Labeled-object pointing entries
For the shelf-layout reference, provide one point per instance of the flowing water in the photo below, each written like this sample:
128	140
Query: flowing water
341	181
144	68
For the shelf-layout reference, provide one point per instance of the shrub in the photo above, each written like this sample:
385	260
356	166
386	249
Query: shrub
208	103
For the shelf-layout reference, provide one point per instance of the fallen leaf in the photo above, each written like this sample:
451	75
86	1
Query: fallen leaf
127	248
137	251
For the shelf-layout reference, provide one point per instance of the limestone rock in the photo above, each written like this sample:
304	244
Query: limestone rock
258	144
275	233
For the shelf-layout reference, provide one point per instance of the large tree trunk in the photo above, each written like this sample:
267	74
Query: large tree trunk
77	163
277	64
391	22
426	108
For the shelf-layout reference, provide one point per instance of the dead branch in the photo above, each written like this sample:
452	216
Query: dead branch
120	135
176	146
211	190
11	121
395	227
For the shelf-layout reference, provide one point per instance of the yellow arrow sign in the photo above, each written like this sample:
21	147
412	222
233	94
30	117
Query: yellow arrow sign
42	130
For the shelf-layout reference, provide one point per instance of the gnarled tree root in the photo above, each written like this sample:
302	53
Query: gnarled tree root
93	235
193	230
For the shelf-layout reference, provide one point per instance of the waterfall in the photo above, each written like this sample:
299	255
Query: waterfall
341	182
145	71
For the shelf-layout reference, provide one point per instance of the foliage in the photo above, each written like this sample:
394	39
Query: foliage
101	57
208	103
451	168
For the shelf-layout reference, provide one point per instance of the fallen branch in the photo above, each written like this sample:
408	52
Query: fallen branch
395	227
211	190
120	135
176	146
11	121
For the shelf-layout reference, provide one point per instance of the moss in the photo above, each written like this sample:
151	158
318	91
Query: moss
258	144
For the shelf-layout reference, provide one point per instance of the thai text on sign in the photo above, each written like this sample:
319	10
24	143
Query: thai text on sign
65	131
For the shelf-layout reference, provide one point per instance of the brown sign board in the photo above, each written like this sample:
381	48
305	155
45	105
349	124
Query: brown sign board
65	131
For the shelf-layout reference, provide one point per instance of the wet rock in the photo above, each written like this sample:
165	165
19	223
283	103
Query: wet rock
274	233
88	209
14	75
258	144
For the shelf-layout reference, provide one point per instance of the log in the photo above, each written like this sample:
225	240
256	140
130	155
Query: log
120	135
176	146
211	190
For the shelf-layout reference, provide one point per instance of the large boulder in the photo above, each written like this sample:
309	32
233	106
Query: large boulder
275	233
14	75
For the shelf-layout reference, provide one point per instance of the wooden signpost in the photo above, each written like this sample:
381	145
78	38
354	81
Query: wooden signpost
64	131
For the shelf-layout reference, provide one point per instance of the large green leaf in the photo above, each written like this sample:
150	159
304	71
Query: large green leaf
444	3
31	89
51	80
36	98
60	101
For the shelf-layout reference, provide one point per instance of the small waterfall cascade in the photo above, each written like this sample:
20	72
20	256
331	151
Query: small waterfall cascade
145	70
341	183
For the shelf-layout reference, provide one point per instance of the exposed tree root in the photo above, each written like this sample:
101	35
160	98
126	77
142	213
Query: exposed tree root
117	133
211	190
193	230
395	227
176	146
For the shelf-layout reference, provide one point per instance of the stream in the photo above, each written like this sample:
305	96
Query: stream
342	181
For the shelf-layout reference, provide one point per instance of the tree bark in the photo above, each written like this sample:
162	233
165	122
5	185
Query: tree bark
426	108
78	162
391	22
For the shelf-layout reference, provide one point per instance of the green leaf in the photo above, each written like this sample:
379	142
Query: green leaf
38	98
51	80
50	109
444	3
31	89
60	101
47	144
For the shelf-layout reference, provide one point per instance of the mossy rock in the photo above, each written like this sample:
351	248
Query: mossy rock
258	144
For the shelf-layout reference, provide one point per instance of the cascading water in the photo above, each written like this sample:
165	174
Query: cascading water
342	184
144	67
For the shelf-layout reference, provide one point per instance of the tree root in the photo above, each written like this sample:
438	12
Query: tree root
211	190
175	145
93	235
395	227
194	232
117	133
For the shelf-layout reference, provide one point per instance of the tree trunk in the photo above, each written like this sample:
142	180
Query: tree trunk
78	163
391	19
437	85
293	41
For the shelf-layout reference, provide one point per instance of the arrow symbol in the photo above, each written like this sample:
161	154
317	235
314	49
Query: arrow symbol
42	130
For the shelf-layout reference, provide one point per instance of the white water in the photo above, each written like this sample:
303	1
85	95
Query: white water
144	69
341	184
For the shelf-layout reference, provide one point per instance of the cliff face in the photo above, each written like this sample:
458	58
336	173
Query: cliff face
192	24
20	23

DIRECTIVE
Write an exact transcription of every entry above.

EXPECTED OUTPUT
For the shelf-layout reference, provide one point per instance of the flowing water in the photo below, each written like this sample:
128	140
Query: flowing water
341	181
144	68
For the shelf-layout reference, provide one point per instance of the shrub in the photo above, each written like this sample:
385	260
356	166
386	249
Query: shrub
208	103
For the shelf-layout reference, provide one point per instance of the fallen leaf in the photo above, each written like this sample:
451	75
86	1
Query: fallen leaf
127	248
137	251
For the shelf-layout reference, provide one point per instance of the limestone rock in the photo above, each written like this sample:
304	244
Query: limestone rock
258	144
275	233
For the shelf-layout reference, provide one point per instance of the large tree trunk in the photo above, each written like this sample:
267	74
Query: large tree trunk
77	163
277	64
391	22
426	108
For the shelf-layout reference, provide one point per instance of the dead branch in the photo above, each written like this sample:
452	216
Query: dead branch
120	135
176	146
211	190
11	121
395	227
For the shelf-layout reference, provide one point per instance of the yellow arrow sign in the photo above, each written like this sample:
21	147
412	222
233	94
30	117
Query: yellow arrow sign
42	130
For the shelf-layout reference, provide one point per instance of the gnarled tree root in the photo above, each written like this sample:
302	53
Query: gnarled tree root
93	235
193	230
For the shelf-layout reference, provide one point per instance of the waterfall in the photo above, each written like this sample:
299	255
Query: waterfall
341	182
145	71
For the shelf-layout reference, provide one point per instance of the foliage in the photo above, each written like this sample:
394	39
Query: foliage
101	57
208	103
451	168
For the shelf-layout reference, provide one point per instance of the fallen branch in the photo above, each written like this sample:
408	52
Query: fallen branch
395	227
211	190
120	135
176	146
11	121
For the shelf-layout reference, provide one point per instance of the moss in the photo above, each written like this sample:
151	158
318	91
Query: moss
258	144
For the shelf-layout reference, provide one point per instance of the thai text on sign in the photo above, each written like this sample:
319	10
24	143
Query: thai text on sign
65	131
For the shelf-layout reference, provide one point per instance of the brown sign board in the photo above, each written like this sample:
381	48
305	155
45	105
349	124
Query: brown sign board
65	131
For the shelf-layout reference, provide one point per instance of the wet rock in the photo above, each written like this sample:
165	165
19	223
283	103
Query: wet rock
274	233
88	209
14	75
258	144
For the shelf-layout reference, provide one point per instance of the log in the photo above, each written like this sample:
225	240
256	140
130	155
Query: log
120	135
176	146
211	190
For the shelf-layout reference, provide one point per instance of the large boulder in the photo above, each written like this sample:
309	32
233	106
Query: large boulder
275	233
14	75
For the shelf-layout reference, provide one point per instance of the wooden signpost in the photo above, each written like this sample:
381	145
78	38
354	81
Query: wooden signpost
64	131
For the shelf-layout reference, provide one point per instance of the large green leaf in the photo above, each written like this sample:
150	159
304	71
Query: large green leaf
444	3
31	89
51	80
36	98
60	101
For the shelf-layout reference, provide one point per instance of the small waterfall cascade in the photo above, each written like this sample:
20	72
20	256
331	151
Query: small waterfall cascade
145	70
341	183
For the shelf-layout reference, provide one point per instance of the exposed tree root in the photo above, each written like this sample:
101	35
160	98
126	77
142	213
Query: exposed tree root
117	133
211	190
193	230
395	227
176	146
For the shelf-layout reference, provide one point per instance of the stream in the photo above, each written like this sample:
305	96
Query: stream
342	181
For the shelf-layout reference, provide one point per instance of the tree bark in the photo above, each written like this sample:
162	233
165	122
5	185
Query: tree bark
426	108
78	162
391	22
For the shelf-layout reference, provide one point per instance of the green leaf in the photo above, each written like this sample:
379	142
Query: green leaf
38	98
51	80
50	109
444	3
31	89
60	101
47	144
For the shelf-layout reference, provide one point per instance of the mossy rock in the photo above, each written like this sample:
351	248
Query: mossy rock
258	144
For the shelf-layout reference, provide one point per instance of the cascading water in the photo above, each written like this sample:
165	174
Query: cascading water
342	184
144	67
For the shelf-layout reference, provide one point per instance of the tree root in the photo above, each written like this sample:
438	12
Query: tree root
211	190
175	145
93	235
395	227
194	232
117	133
For the shelf-layout reference, provide one point per instance of the tree trunk in the photo above, each written like this sample:
142	180
Query: tree trunk
78	163
391	19
437	85
293	41
For the shelf-layout reference, provide one point per instance of the arrow symbol in the photo above, each written like this sample:
161	154
317	235
314	49
Query: arrow symbol
42	130
For the shelf-layout reference, provide one point per instance of the white water in the photo above, each written like this sample:
303	1
85	95
Query: white water
144	69
341	184
For the shelf-layout reference, provide one point per instance of the cliff face in the photo above, each written like this sample:
458	58
336	173
Query: cliff face
192	24
20	23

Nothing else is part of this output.